- **TASK PROMPT**: Starting at the line that contains "Target: sneaker" and ending after the final line, write those lines out again, requests included. Offset every coordinate in the answers by adding 123 to it.
--- START EXERCISE INPUT ---
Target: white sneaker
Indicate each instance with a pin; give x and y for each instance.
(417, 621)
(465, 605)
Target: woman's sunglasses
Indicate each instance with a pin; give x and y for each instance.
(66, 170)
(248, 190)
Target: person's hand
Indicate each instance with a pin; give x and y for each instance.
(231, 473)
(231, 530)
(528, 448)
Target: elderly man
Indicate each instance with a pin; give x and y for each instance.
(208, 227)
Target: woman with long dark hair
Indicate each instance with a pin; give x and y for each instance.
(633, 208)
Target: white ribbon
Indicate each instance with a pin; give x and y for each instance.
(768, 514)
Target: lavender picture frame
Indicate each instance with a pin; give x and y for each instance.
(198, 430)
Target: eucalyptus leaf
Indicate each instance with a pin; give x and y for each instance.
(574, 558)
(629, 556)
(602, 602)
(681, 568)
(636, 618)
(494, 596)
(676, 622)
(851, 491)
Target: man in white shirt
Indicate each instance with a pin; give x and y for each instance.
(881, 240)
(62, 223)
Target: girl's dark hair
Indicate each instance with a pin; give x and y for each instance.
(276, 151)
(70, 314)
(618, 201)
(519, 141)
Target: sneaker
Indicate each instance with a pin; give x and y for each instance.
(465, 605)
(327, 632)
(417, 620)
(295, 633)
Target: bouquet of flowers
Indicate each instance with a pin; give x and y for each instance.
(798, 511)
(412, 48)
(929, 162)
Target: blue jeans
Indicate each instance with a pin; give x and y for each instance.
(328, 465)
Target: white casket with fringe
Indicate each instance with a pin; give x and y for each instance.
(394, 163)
--- END EXERCISE INPUT ---
- **WRITTEN SOLUTION**:
Target: sneaker
Indicate each instance with a pin; give x and y for each instance.
(588, 728)
(450, 755)
(540, 743)
(418, 756)
Target: bouquet of flowers
Indicate each instance with a pin; give x and y for each instance.
(921, 634)
(535, 171)
(1052, 285)
Target: blue jeans
Indicate each instance with a pin; give x and y for each instance.
(451, 588)
Target: white casket with fringe
Indicate each instance with a pin; give x and y for each instance.
(517, 286)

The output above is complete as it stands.